Tarefas do exercício:
a) Responda, com base no texto sobre a nota do diretor-presidente da Anvisa:
(i) Em que dia Antonio Barra Torres publicou a nota?
(ii) Qual é a faixa etária das crianças cuja vacinação contra a covid-19 foi aprovada?
(iii) Quantas mortes a doença já causou no País, segundo o texto?
b) Segundo o texto sobre a nota do diretor-presidente da Anvisa, por que a acusação de Bolsonaro deveria, a rigor, ter consequência legal? Responda em uma a três frases.
c) Prolongue o texto sobre a nota do diretor-presidente da Anvisa a partir da última frase apresentada.

Bloco de texto:
Não se sabe se Bolsonaro responderá legalmente pela acusação feita contra os servidores da Anvisa, mas nota de Barra Torres está à altura da agressão
No sábado passado, o diretor-presidente da Anvisa, Antonio Barra Torres, publicou uma nota corajosa, em tom marcadamente pessoal, como resposta à grave acusação feita pelo presidente Jair Bolsonaro de que interesses escusos de servidores da agência sanitária teriam motivado a aprovação da vacinação de crianças entre 5 e 11 anos contra a covid-19. “Qual o interesse da Anvisa? Qual o interesse daquelas pessoas taradas por vacinas?”, insinuou Bolsonaro, em mais uma demonstração de que é indigno do cargo no qual, infelizmente, foi investido.
O tempo vai dizer se a acusação leviana – mais uma do presidente, diga-se – terá alguma consequência legal. A rigor, deveria ter. O que Bolsonaro fez foi lançar dúvidas infundadas sobre a honestidade de servidores públicos que, após analisarem os estudos de segurança e eficácia do imunizante da Pfizer para o público infantil, o mesmo já aplicado em crianças daquela faixa etária em diversos países, decidiram autorizar a vacinação infantil como forma de aumentar o nível de proteção dos brasileiros contra uma doença que já causou a morte de mais de 620 mil pessoas no País. Entretanto, ao menos por ora, a nota do contra-almirante Barra Torres já é por si só uma eloquente resposta à irresponsabilidade e à falta de espírito público que marcam a atuação de Bolsonaro no curso da pandemia.

[Entradas salvas]
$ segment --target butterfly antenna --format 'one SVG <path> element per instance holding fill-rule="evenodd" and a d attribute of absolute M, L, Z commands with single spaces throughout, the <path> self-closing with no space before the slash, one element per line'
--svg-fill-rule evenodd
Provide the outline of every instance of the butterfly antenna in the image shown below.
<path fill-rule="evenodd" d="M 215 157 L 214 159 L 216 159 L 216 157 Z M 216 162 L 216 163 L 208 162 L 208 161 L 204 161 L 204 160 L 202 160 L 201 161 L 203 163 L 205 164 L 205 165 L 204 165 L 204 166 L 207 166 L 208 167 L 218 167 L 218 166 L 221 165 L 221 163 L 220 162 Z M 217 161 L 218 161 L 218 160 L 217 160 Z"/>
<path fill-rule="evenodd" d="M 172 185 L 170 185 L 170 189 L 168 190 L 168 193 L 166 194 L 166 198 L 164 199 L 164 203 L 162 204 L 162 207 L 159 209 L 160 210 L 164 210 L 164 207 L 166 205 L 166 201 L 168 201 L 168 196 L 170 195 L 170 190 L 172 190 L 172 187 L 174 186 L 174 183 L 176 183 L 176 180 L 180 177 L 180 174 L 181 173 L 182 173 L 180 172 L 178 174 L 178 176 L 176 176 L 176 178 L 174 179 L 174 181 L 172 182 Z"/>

Respostas da atividade:
a)
(i) No sábado passado.
(ii) Entre 5 e 11 anos.
(iii) Mais de 620 mil.

b) Porque Bolsonaro lançou dúvidas infundadas sobre a honestidade de servidores públicos. Esses servidores autorizaram a vacinação infantil depois de analisarem os estudos de segurança e eficácia do imunizante da Pfizer para o público infantil.

c)
Como diretor-presidente de uma agência estatal que, na insinuação do presidente da República, agiria motivada por interesses antirrepublicanos, se não criminosos, Barra Torres, com razão, sentiu-se pessoalmente atacado por Bolsonaro em sua honra e profissionalismo. O tom de sua nota, portanto, não haveria de ser outro que não o de uma resposta pessoal e direta a seu acusador. Com a indignação típica dos que se veem acusados de um crime que não cometeram – “Vou morrer sem conhecer riqueza, senhor presidente, mas vou morrer digno” –, e decerto respaldado pela autonomia que lhe assegura seu mandato à frente de um órgão de Estado, e não de governo, Barra Torres exortou Bolsonaro a agir como manda a lei, nada mais. “Se o senhor dispõe de informações que levantem o menor indício de corrupção sobre este brasileiro”, escreveu o diretor-presidente da Anvisa, “não perca tempo nem prevarique. Determine a imediata investigação policial sobre minha pessoa, aliás, sobre qualquer um que hoje trabalhe na Anvisa, que com orgulho eu tenho o privilégio de integrar.”
No início de seu mandato, havia dúvidas se Barra Torres, indicado pelo presidente da República para o cargo, não seria mais um esbirro de Bolsonaro na defesa de seus desatinos, e justamente no momento mais dramático da história da agência. Mas o tempo se encarregou de dissipar essas dúvidas. Como destacou em sua nota, o também médico Barra Torres tem marcado sua gestão à frente da Anvisa por colocar a ciência acima da política, “a razão à frente do sentimento”, o interesse público acima dos interesses eleitorais de quem o indicou.
Afirmando ser “cumpridor dos mandamentos” cristãos e jamais ter levantado “falso testemunho”, Barra Torres pediu que Bolsonaro “exerça a grandeza que o seu cargo demanda e, pelo Deus que o senhor tanto cita, se retrate”.
É improvável que o presidente mande instaurar investigação ou se retrate. Primeiro, porque não há indício de corrupção envolvendo a aprovação técnica das vacinas pela Anvisa a ensejar a abertura de um inquérito policial. Segundo, porque este é exatamente o modus operandi do presidente da República: a Bolsonaro não interessam os fatos, interessa apenas lançar mentiras e teorias conspiratórias no ar para que elas circulem no esgoto das redes sociais e dos aplicativos de mensagem, onde ganham vida própria e excitam a base de apoio radical ao presidente.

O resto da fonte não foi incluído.